[Coordinate annotation entries]
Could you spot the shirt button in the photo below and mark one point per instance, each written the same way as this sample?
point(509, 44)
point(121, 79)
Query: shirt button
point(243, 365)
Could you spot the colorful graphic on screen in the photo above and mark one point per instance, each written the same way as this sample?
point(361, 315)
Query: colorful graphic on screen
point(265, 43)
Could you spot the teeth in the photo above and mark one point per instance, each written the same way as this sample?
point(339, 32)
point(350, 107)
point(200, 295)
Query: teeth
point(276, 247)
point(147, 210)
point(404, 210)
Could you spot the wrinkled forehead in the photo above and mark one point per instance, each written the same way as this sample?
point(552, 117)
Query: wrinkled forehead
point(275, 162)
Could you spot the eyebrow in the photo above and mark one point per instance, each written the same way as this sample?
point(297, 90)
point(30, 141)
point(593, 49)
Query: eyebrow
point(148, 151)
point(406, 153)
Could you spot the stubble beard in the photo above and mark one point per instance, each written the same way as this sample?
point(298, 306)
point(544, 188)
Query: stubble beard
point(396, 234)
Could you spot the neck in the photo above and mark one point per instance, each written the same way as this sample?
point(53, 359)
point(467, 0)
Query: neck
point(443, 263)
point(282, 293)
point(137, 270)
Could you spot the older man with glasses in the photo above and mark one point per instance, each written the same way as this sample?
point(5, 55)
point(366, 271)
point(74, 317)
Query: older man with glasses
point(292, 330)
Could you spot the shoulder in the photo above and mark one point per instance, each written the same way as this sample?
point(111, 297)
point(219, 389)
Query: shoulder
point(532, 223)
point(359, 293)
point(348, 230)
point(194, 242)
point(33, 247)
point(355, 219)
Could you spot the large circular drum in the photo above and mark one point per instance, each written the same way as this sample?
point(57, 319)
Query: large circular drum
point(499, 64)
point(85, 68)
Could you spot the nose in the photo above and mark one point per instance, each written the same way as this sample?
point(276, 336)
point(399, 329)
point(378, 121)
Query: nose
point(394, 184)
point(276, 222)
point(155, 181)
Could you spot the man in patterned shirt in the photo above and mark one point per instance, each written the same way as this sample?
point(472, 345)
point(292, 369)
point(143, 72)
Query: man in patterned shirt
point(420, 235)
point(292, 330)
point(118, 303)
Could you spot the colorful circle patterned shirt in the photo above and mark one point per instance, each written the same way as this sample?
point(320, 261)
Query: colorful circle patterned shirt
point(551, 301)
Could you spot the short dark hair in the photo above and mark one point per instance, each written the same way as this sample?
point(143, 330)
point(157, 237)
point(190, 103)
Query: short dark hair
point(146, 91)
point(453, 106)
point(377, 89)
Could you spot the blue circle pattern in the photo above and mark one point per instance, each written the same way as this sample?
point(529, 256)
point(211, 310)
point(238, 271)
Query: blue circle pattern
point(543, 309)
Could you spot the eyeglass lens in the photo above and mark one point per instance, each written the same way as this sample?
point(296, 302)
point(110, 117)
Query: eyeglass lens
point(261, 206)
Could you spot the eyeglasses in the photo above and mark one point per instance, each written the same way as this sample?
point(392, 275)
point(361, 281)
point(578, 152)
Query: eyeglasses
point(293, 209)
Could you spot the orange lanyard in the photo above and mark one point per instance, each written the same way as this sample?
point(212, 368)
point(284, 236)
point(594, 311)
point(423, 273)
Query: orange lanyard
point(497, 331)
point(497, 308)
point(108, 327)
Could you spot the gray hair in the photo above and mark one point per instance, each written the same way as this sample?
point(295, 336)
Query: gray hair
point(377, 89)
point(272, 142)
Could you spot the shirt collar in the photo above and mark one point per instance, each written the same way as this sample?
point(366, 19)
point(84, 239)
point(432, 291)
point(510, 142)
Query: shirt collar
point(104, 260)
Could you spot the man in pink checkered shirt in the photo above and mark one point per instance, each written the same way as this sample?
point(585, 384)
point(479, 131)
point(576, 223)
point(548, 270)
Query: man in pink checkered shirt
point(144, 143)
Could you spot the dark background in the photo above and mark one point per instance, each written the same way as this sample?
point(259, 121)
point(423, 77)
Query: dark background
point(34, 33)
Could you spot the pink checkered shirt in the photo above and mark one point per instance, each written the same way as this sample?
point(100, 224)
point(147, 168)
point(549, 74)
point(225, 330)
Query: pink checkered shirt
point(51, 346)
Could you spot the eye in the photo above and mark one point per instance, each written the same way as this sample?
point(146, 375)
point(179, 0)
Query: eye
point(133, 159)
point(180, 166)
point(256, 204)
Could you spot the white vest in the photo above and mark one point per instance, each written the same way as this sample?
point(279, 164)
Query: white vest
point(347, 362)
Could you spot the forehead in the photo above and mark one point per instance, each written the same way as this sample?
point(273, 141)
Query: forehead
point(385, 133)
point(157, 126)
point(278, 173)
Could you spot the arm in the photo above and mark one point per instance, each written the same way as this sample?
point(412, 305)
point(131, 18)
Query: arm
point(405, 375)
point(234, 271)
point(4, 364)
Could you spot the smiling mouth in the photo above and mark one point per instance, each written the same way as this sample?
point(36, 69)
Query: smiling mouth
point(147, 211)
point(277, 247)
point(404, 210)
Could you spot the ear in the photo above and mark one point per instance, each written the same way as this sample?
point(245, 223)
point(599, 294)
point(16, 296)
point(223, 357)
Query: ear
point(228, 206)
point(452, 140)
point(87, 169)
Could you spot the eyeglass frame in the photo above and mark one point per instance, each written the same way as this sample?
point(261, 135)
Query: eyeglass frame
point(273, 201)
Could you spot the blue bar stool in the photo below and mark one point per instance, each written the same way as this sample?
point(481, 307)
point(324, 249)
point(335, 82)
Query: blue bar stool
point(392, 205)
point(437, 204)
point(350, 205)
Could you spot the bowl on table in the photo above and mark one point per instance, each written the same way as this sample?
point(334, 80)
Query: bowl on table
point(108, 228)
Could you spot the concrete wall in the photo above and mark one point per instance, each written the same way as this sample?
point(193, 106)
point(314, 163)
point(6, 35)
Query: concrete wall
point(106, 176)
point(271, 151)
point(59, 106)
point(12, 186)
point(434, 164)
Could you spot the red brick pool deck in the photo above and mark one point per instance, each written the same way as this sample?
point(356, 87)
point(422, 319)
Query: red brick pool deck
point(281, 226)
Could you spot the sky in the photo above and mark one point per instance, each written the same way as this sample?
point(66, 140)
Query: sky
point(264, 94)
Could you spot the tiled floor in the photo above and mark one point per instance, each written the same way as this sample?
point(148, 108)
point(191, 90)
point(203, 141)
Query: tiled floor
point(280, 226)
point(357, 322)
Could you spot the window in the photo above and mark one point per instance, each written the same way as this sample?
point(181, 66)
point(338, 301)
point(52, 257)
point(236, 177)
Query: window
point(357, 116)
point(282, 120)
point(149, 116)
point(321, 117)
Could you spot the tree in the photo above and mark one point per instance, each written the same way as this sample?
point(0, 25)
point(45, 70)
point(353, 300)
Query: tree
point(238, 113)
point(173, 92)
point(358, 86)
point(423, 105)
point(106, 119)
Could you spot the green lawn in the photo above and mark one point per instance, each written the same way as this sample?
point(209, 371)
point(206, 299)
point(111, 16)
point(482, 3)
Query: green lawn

> **Direction**
In the material above, swap "shoulder" for "elbow" everywhere from the line containing "Could you spot the stubble" down to the line containing "point(85, 68)", leaving all else unchanged. Return only those lines.

> **Task response**
Could you spot the stubble beard in the photo above and mark one point per instance, each written the same way as this sample?
point(298, 306)
point(544, 188)
Query: stubble beard
point(396, 234)
Could you spot the neck in the photo above and mark one point per instance, each written the same way as this sample?
point(53, 359)
point(467, 0)
Query: neck
point(443, 263)
point(282, 293)
point(137, 270)
Could you spot the older man with glasses in the photo above and mark one point per instance, each written the same way as this sample?
point(5, 55)
point(366, 271)
point(74, 317)
Query: older man with glasses
point(292, 330)
Could you spot the elbow in the photo above and mark one point per instance, each written the same way as this sample?
point(111, 297)
point(219, 389)
Query: elbow
point(532, 223)
point(359, 293)
point(348, 230)
point(194, 242)
point(33, 247)
point(355, 219)
Could you spot the large circular drum in the photo above and mark one point per instance, each written the same way as this sample?
point(57, 319)
Query: large circular drum
point(499, 64)
point(85, 68)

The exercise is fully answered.